▶ Exercise description
Copy the blog excerpt below, with its pastry and mince recipe, word for word and in full.

▶ Document segment
* * * *

So lesson learnt, never work with kids or animals! Our published shoots are always without children (now) and usually away from our homes. Our blog images are done when we can fit them in – when kids are sleeping or after hours when they are all in bed. The latter relies on lights which opens a new can of worms getting to grips with artificial light sources and understanding how to get the best images with flattering lighting. We keep telling ourselves if it was easy everyone would be doing it and the set backs are all experiences to learn from and make you stronger in the long run. Another appropriate saying I picked up from a rogue Irish BF many years ago is “smile through your tears”. That pretty much summed up our week!
- 2 cups plain flour
- ¼ teaspoon salt
- 125g butter
- cold water
- 1 egg yolk and 1 tablespoon cold water to glaze the pastry
- 1 tablespoon oil
- 1 onion finely chopped
- 2 cloves garlic crushed
- 500g mince (beef)
- 1½ tablespoons plain flour
- ½ cup beef stock
- 2 tablespoons tomato puree
- Pastry (Food Processor)
- Have butter and water very cold.
- Dice butter.
- Put flour in a food processor.
- Add butter.
- Pulse until it resembles fine breadcrumbs.
- Add water and pulse until mixture forms small balls.
- Do not overmix.

* * * *

▶ Supplied information

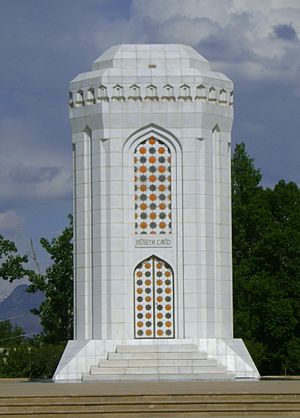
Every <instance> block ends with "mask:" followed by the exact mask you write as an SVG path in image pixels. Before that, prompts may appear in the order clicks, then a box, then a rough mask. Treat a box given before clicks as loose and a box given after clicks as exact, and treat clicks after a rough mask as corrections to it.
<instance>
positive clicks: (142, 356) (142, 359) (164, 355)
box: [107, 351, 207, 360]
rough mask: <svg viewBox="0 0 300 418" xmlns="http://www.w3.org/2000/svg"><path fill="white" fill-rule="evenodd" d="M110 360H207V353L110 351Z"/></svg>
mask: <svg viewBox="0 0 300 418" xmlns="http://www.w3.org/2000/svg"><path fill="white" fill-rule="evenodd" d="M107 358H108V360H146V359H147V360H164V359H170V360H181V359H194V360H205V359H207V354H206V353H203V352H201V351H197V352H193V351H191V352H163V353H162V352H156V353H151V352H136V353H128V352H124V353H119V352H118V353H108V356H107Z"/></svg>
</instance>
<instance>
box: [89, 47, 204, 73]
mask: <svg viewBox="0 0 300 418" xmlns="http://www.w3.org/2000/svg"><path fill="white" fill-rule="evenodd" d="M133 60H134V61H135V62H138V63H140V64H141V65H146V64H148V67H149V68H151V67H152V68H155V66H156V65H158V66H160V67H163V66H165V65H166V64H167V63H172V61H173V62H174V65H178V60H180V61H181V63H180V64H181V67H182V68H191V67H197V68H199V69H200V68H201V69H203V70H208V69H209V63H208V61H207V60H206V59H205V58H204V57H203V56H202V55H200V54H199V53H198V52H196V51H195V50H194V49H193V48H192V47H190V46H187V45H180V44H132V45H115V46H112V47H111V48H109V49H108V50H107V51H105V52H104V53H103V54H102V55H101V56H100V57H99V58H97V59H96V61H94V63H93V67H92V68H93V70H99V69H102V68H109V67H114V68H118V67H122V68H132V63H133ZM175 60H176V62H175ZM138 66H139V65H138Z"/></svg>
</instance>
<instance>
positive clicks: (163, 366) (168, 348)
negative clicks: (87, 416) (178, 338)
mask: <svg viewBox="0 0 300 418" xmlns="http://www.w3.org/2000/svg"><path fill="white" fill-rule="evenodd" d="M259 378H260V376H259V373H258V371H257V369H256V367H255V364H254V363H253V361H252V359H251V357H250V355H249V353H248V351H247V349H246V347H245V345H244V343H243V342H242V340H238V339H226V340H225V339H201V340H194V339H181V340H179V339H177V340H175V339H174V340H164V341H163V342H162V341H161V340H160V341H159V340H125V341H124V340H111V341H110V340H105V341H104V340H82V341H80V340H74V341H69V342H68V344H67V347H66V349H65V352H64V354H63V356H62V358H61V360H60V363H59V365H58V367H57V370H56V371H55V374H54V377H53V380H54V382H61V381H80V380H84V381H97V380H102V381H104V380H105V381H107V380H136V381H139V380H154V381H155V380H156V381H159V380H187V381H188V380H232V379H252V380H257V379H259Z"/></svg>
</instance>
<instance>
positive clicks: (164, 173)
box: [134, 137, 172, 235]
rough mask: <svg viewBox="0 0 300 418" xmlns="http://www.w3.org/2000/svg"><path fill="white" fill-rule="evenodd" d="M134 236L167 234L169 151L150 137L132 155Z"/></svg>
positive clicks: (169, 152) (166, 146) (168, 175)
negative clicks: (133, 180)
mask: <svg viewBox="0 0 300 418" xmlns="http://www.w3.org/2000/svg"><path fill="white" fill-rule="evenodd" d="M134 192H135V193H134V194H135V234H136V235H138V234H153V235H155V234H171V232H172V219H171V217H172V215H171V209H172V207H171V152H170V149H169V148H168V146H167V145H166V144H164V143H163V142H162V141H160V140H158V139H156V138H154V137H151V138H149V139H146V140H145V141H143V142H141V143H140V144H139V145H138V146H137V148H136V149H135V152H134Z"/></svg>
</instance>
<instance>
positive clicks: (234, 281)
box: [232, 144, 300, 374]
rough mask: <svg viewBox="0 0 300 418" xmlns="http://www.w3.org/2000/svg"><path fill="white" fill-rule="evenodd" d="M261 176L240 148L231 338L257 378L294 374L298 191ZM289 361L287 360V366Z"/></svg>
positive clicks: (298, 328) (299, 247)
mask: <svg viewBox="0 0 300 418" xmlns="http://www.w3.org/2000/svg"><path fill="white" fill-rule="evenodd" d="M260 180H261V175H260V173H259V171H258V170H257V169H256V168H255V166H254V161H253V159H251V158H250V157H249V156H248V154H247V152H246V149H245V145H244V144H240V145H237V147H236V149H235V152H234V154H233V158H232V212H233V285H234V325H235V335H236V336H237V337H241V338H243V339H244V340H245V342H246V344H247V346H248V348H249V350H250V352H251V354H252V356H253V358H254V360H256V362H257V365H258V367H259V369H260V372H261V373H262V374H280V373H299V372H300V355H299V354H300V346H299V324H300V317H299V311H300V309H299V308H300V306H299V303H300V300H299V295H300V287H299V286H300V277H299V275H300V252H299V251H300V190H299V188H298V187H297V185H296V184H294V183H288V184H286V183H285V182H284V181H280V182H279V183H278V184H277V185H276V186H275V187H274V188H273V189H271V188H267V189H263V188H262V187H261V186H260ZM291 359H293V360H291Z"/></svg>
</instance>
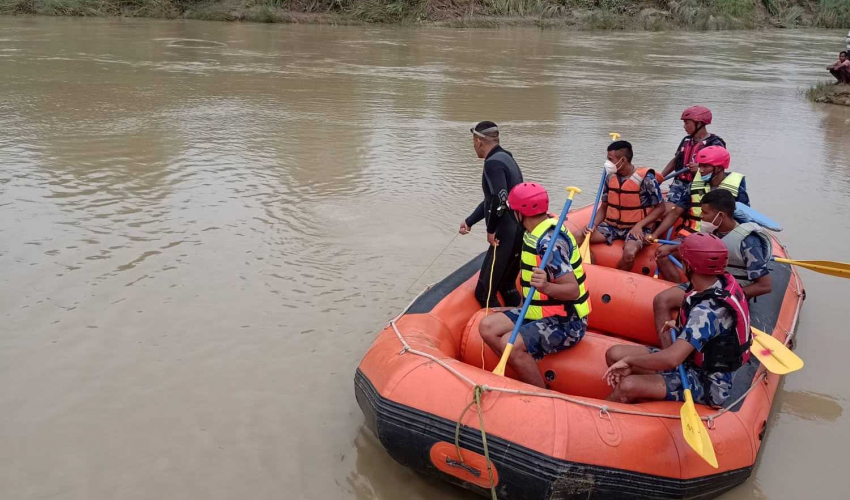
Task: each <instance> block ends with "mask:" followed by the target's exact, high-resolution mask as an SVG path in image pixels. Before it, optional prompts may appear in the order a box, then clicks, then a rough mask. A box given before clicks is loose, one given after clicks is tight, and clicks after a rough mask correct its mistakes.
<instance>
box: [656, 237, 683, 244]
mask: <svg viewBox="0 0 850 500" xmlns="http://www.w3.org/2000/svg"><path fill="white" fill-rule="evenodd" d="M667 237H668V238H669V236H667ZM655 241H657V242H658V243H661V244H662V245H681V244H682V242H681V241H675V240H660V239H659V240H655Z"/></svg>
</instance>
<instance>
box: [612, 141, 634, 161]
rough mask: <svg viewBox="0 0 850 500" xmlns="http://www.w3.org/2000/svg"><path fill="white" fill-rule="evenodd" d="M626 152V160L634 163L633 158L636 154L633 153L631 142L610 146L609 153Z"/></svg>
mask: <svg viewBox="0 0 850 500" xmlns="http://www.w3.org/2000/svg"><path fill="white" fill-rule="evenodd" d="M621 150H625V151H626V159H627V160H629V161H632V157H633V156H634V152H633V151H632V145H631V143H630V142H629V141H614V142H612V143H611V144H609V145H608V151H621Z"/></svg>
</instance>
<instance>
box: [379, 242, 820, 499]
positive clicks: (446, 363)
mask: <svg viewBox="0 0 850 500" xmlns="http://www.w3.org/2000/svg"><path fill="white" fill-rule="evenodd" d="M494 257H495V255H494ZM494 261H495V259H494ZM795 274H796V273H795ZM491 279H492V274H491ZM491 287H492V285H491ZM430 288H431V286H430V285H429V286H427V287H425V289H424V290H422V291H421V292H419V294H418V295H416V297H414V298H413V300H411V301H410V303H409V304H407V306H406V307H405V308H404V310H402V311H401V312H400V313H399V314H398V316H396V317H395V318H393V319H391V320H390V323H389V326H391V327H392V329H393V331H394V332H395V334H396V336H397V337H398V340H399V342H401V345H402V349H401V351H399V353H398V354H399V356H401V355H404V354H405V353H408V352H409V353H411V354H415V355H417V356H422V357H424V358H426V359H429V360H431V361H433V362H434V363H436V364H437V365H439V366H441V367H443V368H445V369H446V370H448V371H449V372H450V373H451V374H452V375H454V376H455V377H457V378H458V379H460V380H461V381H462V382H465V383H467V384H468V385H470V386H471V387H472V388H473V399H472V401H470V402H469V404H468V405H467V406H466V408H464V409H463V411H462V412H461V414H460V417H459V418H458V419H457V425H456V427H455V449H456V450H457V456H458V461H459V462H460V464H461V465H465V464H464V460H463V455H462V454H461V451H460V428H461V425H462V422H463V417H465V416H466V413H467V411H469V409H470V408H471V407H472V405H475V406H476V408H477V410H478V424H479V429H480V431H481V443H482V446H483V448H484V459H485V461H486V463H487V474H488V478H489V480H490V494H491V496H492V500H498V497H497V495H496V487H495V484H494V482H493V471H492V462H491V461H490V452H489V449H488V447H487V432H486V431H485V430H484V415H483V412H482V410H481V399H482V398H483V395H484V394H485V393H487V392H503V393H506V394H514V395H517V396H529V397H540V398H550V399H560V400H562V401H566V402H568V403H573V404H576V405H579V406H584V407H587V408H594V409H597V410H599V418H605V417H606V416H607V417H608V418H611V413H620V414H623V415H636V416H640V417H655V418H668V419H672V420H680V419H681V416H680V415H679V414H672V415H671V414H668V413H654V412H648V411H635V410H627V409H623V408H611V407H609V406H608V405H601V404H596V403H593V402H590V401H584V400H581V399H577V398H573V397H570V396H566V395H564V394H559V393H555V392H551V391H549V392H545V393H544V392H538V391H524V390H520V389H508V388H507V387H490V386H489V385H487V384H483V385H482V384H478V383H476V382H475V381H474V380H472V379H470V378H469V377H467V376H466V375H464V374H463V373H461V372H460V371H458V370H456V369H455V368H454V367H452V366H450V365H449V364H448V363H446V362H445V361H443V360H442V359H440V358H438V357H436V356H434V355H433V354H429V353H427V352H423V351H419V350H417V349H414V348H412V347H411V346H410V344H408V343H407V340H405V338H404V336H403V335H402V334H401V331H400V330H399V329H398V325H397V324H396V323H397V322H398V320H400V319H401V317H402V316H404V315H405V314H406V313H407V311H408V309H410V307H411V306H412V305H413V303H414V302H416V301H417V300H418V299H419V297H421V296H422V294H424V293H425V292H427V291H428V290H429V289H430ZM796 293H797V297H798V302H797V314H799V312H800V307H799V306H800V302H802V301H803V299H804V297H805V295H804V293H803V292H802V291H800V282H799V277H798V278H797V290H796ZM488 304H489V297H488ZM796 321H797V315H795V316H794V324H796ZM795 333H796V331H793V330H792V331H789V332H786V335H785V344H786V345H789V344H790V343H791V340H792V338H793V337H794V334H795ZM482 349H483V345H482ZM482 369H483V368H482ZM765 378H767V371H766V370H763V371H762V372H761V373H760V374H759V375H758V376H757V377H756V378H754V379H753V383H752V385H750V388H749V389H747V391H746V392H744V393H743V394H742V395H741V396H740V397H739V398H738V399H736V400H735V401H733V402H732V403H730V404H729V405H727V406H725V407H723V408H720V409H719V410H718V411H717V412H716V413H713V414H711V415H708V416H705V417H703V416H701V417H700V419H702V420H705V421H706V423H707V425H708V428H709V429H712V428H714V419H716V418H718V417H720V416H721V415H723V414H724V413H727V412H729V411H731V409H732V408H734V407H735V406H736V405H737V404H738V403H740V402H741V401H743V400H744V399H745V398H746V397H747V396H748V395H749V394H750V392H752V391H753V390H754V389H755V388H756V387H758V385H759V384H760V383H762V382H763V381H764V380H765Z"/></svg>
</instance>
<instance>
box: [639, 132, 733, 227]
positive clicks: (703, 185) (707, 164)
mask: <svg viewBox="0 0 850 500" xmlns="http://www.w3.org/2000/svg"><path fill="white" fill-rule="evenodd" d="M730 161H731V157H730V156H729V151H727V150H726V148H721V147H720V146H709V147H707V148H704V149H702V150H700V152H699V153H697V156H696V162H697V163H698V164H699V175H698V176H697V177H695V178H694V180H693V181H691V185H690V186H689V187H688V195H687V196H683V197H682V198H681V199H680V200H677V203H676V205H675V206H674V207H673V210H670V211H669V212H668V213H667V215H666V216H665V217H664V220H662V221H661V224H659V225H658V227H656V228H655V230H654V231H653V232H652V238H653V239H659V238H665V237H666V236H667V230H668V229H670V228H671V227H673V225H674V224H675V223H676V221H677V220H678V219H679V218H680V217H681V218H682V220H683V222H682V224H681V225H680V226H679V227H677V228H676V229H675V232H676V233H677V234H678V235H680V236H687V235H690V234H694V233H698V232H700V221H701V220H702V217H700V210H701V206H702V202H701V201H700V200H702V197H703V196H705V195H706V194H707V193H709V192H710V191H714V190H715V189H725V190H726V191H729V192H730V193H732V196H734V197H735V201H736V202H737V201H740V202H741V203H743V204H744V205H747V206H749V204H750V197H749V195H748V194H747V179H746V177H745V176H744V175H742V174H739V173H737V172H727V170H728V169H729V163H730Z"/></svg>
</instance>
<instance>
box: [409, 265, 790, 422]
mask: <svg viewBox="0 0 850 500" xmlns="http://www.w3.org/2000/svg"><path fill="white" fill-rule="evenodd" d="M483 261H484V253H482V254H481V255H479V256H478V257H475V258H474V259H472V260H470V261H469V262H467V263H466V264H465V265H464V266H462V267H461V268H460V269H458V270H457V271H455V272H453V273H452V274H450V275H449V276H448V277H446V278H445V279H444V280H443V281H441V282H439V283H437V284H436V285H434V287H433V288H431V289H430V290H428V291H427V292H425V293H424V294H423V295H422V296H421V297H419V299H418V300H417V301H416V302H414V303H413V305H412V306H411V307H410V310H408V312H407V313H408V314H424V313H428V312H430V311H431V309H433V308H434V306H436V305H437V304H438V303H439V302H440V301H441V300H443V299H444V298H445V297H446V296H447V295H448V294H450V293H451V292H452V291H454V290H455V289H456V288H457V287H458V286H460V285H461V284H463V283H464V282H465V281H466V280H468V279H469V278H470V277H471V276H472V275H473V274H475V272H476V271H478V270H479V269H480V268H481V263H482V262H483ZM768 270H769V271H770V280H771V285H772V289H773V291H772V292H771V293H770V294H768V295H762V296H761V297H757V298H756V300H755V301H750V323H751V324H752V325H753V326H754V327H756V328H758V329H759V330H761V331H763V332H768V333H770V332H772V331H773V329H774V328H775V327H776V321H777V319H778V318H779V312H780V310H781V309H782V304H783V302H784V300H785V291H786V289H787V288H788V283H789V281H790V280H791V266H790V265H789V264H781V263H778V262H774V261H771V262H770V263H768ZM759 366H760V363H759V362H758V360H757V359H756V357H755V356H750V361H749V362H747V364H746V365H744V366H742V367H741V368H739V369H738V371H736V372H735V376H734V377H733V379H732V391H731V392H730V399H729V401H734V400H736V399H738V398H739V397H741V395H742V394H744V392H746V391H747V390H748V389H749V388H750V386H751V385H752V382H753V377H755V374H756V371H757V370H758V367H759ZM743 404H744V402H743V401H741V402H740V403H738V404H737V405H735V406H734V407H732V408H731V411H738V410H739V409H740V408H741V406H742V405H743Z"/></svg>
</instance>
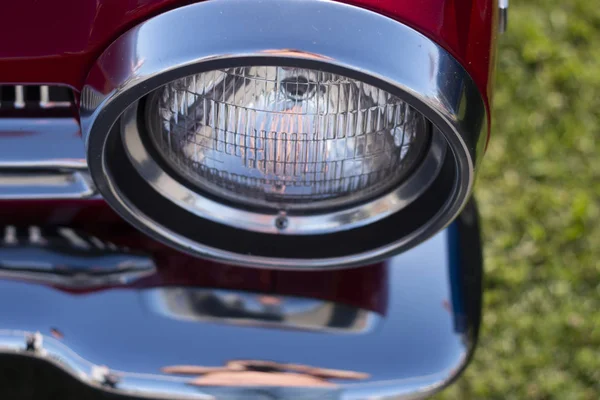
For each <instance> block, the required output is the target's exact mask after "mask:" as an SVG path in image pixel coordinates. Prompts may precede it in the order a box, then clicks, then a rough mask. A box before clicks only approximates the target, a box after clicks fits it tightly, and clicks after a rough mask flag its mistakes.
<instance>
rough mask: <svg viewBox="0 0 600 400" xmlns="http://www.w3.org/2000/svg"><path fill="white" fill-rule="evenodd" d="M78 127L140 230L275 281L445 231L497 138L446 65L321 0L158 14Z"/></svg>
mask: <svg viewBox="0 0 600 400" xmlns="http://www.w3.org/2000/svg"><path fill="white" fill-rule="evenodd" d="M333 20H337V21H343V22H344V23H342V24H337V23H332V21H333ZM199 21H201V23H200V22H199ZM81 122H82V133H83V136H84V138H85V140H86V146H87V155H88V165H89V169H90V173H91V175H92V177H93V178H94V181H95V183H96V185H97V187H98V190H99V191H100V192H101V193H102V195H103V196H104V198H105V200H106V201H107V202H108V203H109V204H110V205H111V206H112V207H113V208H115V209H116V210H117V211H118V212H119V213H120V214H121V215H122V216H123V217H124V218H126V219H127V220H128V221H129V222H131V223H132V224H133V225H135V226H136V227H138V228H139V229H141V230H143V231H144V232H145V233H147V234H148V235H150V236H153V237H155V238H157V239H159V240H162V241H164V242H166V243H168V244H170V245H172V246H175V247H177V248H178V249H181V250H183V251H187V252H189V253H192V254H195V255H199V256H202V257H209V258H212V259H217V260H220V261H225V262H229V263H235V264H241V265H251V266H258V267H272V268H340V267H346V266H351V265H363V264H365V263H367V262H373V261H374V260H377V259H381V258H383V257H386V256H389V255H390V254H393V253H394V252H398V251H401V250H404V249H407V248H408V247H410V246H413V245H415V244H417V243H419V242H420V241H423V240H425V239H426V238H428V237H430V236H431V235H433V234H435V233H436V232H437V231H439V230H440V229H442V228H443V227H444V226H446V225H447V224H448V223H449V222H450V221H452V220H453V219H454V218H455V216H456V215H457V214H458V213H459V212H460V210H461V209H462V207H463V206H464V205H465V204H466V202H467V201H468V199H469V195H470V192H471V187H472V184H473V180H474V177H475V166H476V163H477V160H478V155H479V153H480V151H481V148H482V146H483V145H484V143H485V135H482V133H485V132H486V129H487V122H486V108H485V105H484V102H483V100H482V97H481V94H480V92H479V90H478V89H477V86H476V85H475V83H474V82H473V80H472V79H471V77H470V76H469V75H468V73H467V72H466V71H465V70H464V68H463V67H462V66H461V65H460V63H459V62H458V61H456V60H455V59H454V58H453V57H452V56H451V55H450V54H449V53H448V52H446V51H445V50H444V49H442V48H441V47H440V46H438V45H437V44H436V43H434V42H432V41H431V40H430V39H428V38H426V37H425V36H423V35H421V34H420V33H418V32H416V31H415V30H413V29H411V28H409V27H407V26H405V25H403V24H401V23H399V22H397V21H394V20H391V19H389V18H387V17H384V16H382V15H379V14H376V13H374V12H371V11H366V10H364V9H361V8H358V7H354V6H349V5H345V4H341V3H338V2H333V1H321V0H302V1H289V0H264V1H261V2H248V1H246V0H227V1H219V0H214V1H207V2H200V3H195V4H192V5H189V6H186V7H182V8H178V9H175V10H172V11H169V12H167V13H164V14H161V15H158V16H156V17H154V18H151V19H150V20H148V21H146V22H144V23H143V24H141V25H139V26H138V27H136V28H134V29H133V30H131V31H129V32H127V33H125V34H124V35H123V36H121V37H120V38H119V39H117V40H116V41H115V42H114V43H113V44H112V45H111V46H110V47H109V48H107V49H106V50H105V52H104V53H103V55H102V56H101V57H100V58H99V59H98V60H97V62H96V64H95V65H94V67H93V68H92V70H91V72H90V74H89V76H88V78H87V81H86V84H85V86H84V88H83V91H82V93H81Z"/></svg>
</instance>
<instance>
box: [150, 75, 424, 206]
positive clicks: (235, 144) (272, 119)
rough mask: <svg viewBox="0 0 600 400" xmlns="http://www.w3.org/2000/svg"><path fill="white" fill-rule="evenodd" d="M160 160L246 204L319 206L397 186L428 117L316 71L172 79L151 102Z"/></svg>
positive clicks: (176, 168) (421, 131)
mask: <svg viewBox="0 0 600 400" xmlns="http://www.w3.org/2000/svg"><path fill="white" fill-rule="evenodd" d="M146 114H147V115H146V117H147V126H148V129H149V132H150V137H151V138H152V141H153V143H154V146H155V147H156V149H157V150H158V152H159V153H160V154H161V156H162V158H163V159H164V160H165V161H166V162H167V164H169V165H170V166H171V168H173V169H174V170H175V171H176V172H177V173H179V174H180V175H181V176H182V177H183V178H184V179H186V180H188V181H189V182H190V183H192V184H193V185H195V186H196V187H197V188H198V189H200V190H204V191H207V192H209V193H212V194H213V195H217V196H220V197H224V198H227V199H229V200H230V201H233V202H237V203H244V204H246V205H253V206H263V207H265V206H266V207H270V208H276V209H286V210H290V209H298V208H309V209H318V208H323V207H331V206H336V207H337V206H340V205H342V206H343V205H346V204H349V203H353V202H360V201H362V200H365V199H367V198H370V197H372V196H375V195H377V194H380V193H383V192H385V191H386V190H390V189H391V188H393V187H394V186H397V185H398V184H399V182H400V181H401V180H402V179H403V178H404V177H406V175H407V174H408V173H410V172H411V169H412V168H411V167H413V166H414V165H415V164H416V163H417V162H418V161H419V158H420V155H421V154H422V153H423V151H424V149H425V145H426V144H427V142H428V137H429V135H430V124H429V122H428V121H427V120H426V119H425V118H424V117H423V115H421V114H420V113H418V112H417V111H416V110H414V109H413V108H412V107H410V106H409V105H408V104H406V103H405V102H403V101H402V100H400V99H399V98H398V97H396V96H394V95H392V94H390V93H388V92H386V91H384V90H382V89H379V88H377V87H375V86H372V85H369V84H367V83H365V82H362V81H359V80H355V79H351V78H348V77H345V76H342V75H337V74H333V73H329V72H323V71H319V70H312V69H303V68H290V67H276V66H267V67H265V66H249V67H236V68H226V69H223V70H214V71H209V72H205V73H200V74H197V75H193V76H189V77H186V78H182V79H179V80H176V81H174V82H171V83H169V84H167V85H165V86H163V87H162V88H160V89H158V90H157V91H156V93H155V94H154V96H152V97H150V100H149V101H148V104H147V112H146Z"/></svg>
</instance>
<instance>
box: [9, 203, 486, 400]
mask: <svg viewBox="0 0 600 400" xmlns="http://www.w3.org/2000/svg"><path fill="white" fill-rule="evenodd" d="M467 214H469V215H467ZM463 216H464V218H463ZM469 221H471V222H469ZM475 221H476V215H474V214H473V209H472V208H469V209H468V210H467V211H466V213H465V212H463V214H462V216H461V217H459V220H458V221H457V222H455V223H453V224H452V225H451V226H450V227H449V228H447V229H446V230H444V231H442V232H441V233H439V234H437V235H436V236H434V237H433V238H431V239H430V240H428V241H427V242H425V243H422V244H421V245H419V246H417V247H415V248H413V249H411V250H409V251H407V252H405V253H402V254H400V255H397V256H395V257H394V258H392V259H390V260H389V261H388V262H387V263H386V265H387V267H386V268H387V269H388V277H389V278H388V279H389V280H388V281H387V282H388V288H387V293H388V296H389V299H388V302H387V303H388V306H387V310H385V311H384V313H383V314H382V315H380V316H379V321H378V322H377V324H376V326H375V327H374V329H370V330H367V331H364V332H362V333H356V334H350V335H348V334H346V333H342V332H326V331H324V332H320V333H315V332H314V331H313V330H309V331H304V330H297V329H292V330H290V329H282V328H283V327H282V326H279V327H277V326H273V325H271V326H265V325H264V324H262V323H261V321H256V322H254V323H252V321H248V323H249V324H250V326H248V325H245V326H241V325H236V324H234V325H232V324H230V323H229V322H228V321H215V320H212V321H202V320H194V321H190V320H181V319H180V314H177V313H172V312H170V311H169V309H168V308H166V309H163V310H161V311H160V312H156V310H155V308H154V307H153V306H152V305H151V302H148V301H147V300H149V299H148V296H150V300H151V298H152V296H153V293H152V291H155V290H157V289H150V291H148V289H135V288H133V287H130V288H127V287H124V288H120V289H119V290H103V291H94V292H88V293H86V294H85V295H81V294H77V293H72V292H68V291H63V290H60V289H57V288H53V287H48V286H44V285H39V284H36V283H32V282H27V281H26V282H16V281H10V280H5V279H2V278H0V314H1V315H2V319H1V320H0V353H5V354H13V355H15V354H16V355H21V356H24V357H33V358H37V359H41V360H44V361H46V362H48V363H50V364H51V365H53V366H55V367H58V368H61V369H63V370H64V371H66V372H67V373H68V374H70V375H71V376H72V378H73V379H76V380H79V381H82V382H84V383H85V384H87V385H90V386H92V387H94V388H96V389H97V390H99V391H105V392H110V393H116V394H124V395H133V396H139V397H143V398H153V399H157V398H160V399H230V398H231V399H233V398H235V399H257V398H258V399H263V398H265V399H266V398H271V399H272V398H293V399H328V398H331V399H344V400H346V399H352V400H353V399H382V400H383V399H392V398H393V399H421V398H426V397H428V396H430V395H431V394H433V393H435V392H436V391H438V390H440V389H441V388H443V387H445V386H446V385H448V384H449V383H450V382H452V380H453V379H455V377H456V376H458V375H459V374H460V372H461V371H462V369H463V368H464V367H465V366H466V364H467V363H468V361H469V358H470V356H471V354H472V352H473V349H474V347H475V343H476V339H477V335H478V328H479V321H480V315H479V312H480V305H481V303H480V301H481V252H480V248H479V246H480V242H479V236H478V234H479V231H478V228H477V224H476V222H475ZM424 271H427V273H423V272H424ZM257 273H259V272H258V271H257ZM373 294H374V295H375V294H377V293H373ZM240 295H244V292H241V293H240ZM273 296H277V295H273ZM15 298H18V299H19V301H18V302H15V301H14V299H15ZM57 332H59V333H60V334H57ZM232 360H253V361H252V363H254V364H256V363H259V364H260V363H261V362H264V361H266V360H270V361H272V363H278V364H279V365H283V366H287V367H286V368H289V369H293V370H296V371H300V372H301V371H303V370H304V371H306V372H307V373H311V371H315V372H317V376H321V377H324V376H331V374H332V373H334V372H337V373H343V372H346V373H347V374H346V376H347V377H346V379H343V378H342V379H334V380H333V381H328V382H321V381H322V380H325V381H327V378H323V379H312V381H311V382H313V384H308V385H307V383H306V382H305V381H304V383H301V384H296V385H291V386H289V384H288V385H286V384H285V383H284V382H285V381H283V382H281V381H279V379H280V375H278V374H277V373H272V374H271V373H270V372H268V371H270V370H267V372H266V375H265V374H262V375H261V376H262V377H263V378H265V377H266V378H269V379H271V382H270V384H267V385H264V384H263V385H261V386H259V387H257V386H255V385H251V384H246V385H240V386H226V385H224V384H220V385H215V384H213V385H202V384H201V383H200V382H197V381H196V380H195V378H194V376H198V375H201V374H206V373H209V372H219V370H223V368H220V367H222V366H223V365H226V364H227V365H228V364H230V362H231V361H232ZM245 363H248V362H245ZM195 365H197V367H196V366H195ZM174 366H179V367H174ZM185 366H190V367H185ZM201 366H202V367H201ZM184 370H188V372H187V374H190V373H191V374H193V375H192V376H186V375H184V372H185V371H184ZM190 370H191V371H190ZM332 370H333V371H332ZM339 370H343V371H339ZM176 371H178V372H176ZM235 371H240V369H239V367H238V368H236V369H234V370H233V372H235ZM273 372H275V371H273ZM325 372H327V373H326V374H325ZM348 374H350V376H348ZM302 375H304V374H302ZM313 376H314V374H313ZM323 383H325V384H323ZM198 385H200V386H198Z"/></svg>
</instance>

* * * *

▶ Written solution
So lesson learnt, never work with kids or animals! Our published shoots are always without children (now) and usually away from our homes. Our blog images are done when we can fit them in – when kids are sleeping or after hours when they are all in bed. The latter relies on lights which opens a new can of worms getting to grips with artificial light sources and understanding how to get the best images with flattering lighting. We keep telling ourselves if it was easy everyone would be doing it and the set backs are all experiences to learn from and make you stronger in the long run. Another appropriate saying I picked up from a rogue Irish BF many years ago is “smile through your tears”. That pretty much summed up our week!
- 2 cups plain flour
- ¼ teaspoon salt
- 125g butter
- cold water
- 1 egg yolk and 1 tablespoon cold water to glaze the pastry
- 1 tablespoon oil
- 1 onion finely chopped
- 2 cloves garlic crushed
- 500g mince (beef)
- 1½ tablespoons plain flour
- ½ cup beef stock
- 2 tablespoons tomato puree
- Pastry (Food Processor)
- Have butter and water very cold.
- Dice butter.
- Put flour in a food processor.
- Add butter.
- Pulse until it resembles fine breadcrumbs.
- Add water and pulse until mixture forms small balls.
- Do not overmix.